Task instructions => Can you summarize the passage on securing coordinator connections in three sentences?

BEGIN Passage shown

The first checkbox, Use Secure Connection (TLS1.2) instructs the service to connect to the coordinator using TLS1.2 (Figure 3).
Figure 3: Enabling Secure Connections on the Agent.
The second checkbox, Allow Coordinator Self-Signed Certificate, defines how the certificate presented by the coordinator as part of the authentication handshake is treated:
-
When self-signed certificates are not allowed (recommended), the service requires a valid certificate and will verify that the certificate is trusted through its chain. The service also checks for certificate revocation.
-
If self-signed certificates are allowed (not recommended), the service does not try to validate the certificate and accepts it as is. In this mode, the communication between the coordinator and the agent/portal is encrypted using the certificate. If you are using a self-signed certificate without the proper root certification authority, you have to use this option.
You can use the Test button to verify that the connection can be established.
Configuring Mutual SSL
Mutual (also called two-way) SSL adds a second layer on top of SSL in which clients (Agents/Portal) are required to provide a certificate to the server (Coordinator) for verification.
To enable mutual SSL, check the Require Client Certificates checkbox on the Coordinator's Connection settings (Figure 4).
Figure 4: Enabling Mutual SSL
Then, in the Agent or Portal's Connection Settings, check the Provide Client Certificate checkbox and select one of the certificates that has been imported to the machine's Windows certificate store (Figure 5).
Figure 5: Agent Provide Client Certificate checkbox.
Configuring Thumbprint Verification
Certificate thumbprint verification is an additional security measure available when using mutual SSL. When enabled, the client (Agent/Portal) must provide the thumbprint of the security certificate used by the Coordinator to which it is attempting to connect. When a connection is attempted, the client will verify the thumbprint of the Coordinator's security certificate matches the expected value.
To enable certificate thumbprint verification, check the Only allow Coordinator with this certificate thumbprint checkbox and then supply the thumbprint of the Coordinator's security certificate in the textbox (Figure 6). To obtain the Coordinator's security certificate, click the Copy button next to the Thumbprint display on the Coordinator's Connection Settings.
Figure 6: Enabling Certificate Thumbprint Verification
Troubleshooting
Configuring SSL connections can be challenging and the following describes how to troubleshoot connection issues.

END Passage shown
BEGIN Records provided

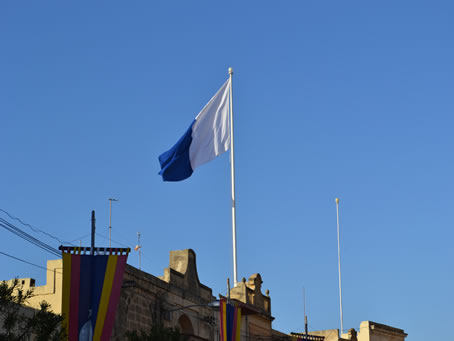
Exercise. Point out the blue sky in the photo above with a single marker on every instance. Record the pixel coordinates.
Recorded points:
(332, 99)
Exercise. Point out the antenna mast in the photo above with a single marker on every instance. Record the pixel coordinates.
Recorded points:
(110, 221)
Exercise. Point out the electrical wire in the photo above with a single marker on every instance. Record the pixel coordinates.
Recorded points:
(34, 229)
(27, 262)
(24, 235)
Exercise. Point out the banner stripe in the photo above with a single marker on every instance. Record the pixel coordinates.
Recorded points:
(105, 297)
(114, 298)
(66, 289)
(74, 299)
(238, 329)
(235, 311)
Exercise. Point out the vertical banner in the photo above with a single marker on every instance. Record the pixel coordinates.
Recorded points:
(230, 321)
(91, 291)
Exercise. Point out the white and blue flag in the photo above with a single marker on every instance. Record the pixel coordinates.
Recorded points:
(207, 137)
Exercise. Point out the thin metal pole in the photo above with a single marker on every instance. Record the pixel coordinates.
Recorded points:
(110, 221)
(338, 256)
(93, 230)
(228, 290)
(232, 172)
(305, 317)
(140, 250)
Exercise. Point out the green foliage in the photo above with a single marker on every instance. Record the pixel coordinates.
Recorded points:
(18, 322)
(156, 333)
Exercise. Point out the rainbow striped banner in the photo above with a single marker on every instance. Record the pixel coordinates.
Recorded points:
(230, 318)
(91, 291)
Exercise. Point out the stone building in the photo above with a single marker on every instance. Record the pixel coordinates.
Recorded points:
(178, 300)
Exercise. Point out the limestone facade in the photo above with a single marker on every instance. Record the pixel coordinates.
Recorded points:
(178, 299)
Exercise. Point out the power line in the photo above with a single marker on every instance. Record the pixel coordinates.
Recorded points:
(24, 235)
(34, 229)
(27, 262)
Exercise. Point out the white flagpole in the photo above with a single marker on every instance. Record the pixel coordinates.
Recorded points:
(232, 173)
(338, 256)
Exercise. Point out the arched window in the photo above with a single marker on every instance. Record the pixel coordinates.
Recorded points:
(185, 325)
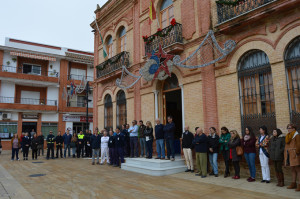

END Records provided

Reply => On the agent, one checkbox makes the service connect to the coordinator using TLS1.2. A second checkbox sets how the coordinator's certificate is handled: either it must be valid, trusted through its chain and not revoked, or a self-signed certificate is accepted without validation. Mutual SSL is enabled by checking Require Client Certificates on the coordinator and Provide Client Certificate on the agent or portal, and with it a client can also be set to accept only a coordinator whose certificate thumbprint matches the value entered in a textbox.